**TO-DO LIST**
**A.** List every view option shown on the "Views:" line of the mailing list message.
**B.** Answer these questions using the mailing list message:
(i) What timestamp appears in the Date header?
(ii) Which option did Victor Spirin use for a VS project to add the manifest?
(iii) Which function has started defaulting to POSIX semantics?
**C.** From the mailing list message, reproduce the passage starting at "On Tue, Sep" and ending at "would require ReplaceFile()".

**SOURCE EXCERPT**
Re: Atomic rename feature for Windows.

From: Thomas Munro <thomas(dot)munro(at)gmail(dot)com>
To: Victor Spirin <v(dot)spirin(at)postgrespro(dot)ru>
Cc: PostgreSQL Hackers <pgsql-hackers(at)lists(dot)postgresql(dot)org>, Michael Paquier <michael(at)paquier(dot)xyz>
Subject: Re: Atomic rename feature for Windows.
Date: 2021-09-07 01:40:51
Message-ID: CA+hUKGKXQPyb8CrBNp5uu5e2ZtHLiqPWR_DoZfS7NO8GeyiSxw@mail.gmail.com
Views: Raw Message | Whole Thread | Download mbox | Resend email
Thread:
Lists: pgsql-hackers

On Tue, Sep 7, 2021 at 5:44 AM Victor Spirin <v(dot)spirin(at)postgrespro(dot)ru> wrote:
> I have changed the way I add the manifest to projects. I used the
> AdditionalManifestFiles option for a VS project.

Hi Victor,

Thanks for working on this!

I wonder if POSIX-style rename is used automatically on recent
Windows, based on the new clue that DeleteFile() has started
defaulting to POSIX semantics[1] (maybe it would require ReplaceFile()

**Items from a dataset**

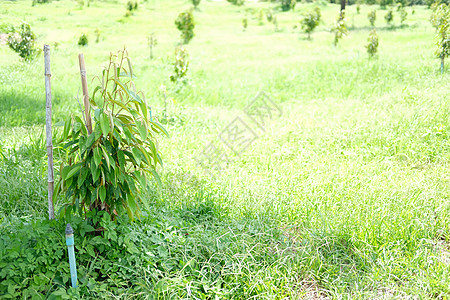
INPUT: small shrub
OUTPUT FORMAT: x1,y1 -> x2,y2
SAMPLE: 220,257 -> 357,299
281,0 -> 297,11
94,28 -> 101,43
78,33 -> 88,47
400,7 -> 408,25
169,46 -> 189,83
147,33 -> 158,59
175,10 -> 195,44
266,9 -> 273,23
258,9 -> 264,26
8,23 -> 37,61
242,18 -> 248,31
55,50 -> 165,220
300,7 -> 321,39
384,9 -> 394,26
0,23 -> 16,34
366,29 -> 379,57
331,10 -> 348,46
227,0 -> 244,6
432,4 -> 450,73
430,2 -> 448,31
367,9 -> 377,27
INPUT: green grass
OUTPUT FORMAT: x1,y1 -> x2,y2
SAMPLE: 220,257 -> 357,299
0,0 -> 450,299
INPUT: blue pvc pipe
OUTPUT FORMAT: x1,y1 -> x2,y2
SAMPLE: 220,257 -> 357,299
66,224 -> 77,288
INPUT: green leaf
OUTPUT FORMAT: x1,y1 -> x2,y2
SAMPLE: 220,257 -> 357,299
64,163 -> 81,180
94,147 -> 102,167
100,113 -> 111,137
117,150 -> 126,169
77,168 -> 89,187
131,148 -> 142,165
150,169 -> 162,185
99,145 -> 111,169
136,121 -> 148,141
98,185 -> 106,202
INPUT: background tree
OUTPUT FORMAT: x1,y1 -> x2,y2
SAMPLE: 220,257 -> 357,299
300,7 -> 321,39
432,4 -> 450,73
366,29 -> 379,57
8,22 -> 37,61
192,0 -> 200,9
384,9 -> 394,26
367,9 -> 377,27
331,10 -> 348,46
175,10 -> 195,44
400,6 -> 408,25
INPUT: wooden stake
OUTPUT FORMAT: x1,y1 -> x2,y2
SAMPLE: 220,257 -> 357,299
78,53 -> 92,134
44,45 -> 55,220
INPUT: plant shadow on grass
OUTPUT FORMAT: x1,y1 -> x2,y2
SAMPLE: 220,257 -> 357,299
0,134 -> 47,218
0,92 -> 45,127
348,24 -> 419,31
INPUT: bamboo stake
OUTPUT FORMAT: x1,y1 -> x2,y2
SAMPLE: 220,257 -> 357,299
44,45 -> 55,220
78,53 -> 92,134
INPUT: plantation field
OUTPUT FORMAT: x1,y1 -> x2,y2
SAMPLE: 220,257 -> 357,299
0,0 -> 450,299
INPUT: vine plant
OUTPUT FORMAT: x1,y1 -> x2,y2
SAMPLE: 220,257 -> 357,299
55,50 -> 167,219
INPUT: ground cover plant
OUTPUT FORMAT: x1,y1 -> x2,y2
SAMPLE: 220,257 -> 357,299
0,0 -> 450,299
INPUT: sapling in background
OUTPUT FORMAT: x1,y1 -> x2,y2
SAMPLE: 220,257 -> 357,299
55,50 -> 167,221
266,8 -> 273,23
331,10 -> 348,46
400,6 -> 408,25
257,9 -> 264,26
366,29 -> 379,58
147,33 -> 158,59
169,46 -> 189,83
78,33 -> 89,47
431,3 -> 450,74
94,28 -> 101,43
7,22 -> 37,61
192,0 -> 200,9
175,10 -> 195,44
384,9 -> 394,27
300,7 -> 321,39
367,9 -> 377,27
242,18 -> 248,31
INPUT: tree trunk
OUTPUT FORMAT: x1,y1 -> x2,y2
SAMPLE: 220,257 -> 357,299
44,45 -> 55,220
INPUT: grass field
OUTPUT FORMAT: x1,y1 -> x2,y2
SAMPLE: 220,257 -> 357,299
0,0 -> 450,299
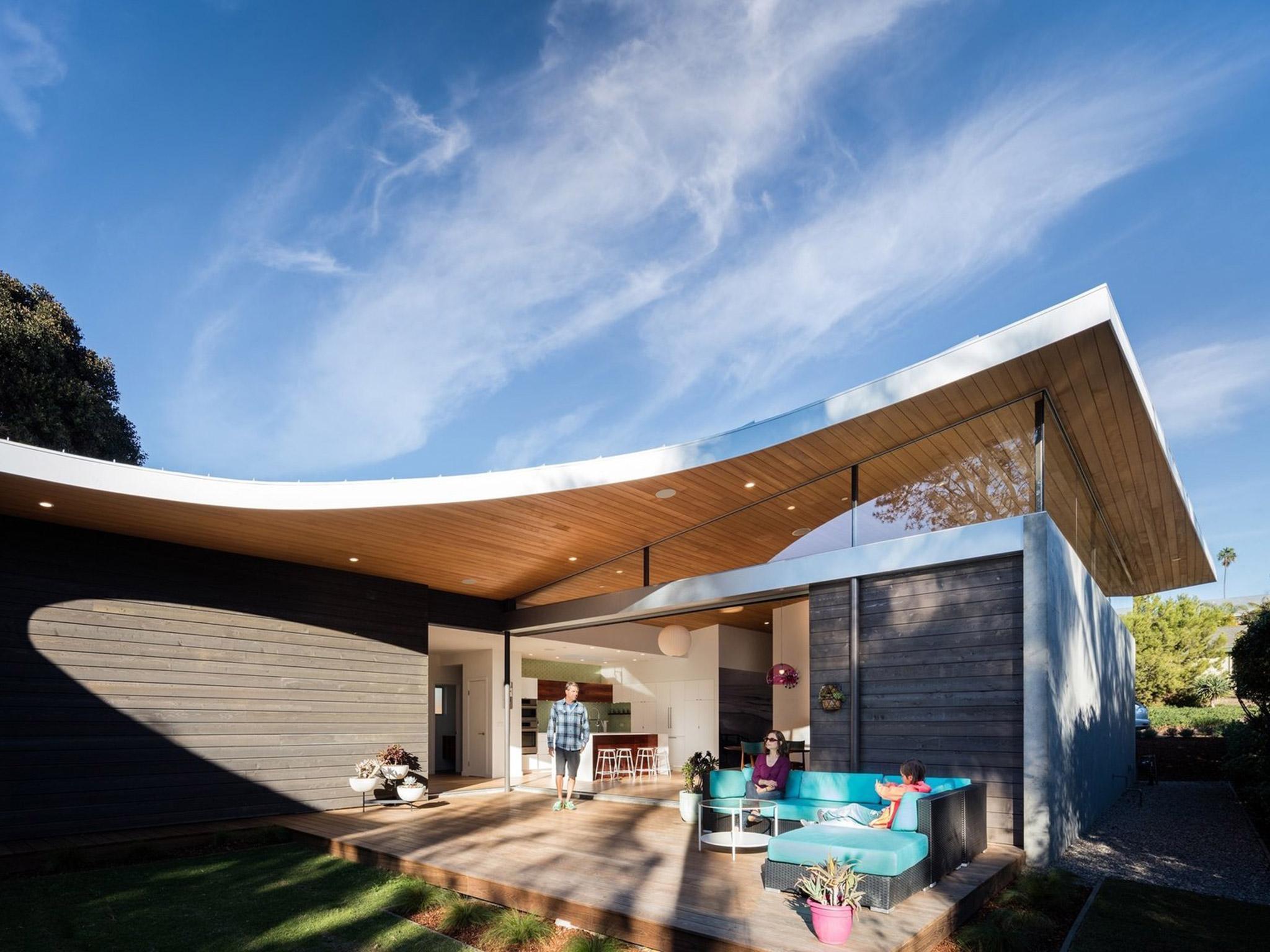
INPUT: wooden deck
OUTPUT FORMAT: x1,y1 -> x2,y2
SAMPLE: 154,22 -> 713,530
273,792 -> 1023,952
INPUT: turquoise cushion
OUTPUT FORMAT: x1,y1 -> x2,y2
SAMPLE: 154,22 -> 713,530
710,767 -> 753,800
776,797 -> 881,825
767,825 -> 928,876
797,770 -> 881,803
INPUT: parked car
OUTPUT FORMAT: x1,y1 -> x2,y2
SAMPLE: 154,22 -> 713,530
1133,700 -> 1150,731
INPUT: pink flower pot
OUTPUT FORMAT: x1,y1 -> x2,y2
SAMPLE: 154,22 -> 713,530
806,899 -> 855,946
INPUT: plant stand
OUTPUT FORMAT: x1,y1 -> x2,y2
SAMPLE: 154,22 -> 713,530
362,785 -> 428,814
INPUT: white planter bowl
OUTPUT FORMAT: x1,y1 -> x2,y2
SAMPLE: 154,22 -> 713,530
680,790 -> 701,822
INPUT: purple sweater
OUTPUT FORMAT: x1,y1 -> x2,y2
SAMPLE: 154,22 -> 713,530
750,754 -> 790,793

...

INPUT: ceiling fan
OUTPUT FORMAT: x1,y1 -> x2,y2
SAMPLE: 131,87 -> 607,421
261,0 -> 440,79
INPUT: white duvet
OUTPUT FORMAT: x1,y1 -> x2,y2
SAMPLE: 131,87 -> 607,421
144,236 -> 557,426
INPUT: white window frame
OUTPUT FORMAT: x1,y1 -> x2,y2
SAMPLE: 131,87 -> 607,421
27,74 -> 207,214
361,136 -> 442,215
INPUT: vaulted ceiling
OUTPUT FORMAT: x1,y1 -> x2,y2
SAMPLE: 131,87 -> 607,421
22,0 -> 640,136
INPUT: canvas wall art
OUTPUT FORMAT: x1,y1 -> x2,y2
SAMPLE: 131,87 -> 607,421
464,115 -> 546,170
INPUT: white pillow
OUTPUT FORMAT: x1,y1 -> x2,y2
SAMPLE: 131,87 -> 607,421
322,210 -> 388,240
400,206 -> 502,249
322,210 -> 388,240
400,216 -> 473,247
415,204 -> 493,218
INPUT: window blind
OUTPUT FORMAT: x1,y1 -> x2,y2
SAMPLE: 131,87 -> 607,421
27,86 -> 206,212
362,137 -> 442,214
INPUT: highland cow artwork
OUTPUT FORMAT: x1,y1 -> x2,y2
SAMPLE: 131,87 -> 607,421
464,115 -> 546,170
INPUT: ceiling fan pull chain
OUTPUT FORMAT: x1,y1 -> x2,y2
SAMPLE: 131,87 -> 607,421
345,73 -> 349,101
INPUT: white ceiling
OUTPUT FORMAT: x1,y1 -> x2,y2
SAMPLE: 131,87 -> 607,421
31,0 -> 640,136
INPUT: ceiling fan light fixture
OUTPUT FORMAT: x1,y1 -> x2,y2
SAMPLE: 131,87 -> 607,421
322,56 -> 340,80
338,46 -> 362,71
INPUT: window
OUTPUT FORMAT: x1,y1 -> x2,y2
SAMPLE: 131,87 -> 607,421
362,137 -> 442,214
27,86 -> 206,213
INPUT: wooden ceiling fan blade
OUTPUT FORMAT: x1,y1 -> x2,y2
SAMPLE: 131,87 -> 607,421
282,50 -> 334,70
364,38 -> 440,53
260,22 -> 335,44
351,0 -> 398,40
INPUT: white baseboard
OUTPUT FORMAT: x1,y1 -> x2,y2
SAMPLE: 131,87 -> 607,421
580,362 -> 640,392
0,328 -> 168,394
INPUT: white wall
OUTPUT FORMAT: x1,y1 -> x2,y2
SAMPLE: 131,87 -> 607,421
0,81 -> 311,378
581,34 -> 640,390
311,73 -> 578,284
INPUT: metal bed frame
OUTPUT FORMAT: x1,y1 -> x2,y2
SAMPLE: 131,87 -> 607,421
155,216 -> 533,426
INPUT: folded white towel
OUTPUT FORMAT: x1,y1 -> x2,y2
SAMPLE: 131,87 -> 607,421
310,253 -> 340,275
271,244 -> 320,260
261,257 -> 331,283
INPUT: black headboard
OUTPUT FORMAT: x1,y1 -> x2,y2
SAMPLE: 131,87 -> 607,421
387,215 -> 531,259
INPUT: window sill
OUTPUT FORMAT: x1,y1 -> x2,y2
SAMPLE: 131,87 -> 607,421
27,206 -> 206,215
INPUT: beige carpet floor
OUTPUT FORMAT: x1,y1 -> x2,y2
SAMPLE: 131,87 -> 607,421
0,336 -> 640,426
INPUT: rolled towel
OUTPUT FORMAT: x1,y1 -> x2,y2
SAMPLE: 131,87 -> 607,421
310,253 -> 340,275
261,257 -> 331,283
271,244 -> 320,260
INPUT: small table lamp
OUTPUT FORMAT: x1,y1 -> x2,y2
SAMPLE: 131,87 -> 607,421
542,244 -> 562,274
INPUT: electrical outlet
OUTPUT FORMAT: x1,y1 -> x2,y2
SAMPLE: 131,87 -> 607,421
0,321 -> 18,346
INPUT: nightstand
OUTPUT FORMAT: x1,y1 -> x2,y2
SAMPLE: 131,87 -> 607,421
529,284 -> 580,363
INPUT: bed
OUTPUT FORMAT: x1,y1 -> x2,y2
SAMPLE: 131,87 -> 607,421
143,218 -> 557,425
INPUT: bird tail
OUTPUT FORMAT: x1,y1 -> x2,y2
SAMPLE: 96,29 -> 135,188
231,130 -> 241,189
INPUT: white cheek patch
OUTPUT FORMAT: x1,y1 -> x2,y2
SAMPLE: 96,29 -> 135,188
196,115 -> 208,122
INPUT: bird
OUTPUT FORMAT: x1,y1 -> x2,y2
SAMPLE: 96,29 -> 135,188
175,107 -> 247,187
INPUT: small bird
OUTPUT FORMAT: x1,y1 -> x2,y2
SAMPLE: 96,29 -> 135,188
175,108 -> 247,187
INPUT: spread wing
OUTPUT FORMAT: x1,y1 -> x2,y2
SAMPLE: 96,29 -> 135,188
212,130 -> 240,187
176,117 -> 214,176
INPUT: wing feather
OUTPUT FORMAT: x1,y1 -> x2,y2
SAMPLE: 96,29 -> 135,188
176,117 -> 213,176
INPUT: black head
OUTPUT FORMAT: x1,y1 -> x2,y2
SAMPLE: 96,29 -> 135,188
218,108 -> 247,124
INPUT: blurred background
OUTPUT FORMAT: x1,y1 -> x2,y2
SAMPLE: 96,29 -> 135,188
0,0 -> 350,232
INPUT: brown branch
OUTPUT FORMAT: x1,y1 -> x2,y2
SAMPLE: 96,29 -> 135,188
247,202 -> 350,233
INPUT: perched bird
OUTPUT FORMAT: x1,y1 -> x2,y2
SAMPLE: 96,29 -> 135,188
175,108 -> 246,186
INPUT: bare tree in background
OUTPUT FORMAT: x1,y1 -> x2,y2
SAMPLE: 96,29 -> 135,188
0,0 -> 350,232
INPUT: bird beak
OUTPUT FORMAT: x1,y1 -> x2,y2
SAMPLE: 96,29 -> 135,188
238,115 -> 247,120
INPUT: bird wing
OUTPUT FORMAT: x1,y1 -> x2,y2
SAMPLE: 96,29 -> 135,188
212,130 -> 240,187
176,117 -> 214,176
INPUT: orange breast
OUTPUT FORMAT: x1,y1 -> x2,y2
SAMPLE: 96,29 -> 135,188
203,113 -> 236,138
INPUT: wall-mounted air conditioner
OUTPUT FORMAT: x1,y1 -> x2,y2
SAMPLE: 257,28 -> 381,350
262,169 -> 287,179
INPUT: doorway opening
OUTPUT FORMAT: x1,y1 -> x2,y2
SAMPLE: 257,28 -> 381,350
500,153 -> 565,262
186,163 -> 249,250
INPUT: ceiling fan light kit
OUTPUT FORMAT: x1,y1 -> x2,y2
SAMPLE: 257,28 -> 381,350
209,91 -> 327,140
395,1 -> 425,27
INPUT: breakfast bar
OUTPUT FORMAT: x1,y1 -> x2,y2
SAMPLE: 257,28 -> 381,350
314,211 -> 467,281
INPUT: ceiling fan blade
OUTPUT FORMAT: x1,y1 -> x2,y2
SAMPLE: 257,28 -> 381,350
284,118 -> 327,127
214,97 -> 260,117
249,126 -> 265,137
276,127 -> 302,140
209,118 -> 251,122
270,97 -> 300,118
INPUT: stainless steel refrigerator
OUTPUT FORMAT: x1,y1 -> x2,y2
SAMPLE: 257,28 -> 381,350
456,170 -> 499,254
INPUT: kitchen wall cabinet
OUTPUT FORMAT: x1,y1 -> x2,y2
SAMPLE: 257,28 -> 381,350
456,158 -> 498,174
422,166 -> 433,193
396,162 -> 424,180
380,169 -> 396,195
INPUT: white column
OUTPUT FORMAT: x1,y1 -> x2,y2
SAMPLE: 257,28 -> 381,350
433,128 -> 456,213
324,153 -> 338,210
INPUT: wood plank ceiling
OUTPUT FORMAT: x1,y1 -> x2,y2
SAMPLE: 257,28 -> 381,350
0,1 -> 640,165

**ANSWER SET**
**A.**
Raw Message
Whole Thread
Download mbox
Resend email

**B.**
(i) 2021-09-07 01:40:51
(ii) AdditionalManifestFiles
(iii) DeleteFile()

**C.**
On Tue, Sep 7, 2021 at 5:44 AM Victor Spirin <v(dot)spirin(at)postgrespro(dot)ru> wrote:
> I have changed the way I add the manifest to projects. I used the
> AdditionalManifestFiles option for a VS project.

Hi Victor,

Thanks for working on this!

I wonder if POSIX-style rename is used automatically on recent
Windows, based on the new clue that DeleteFile() has started
defaulting to POSIX semantics[1] (maybe it would require ReplaceFile()